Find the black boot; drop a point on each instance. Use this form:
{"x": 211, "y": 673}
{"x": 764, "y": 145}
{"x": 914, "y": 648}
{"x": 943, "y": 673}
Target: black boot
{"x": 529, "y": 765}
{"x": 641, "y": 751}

Task requirements: Copy out each entry once more, character for character.

Task output:
Find the black boot; drop a point on each instance. Use this form:
{"x": 211, "y": 673}
{"x": 764, "y": 145}
{"x": 914, "y": 648}
{"x": 943, "y": 673}
Target: black boot
{"x": 529, "y": 765}
{"x": 641, "y": 751}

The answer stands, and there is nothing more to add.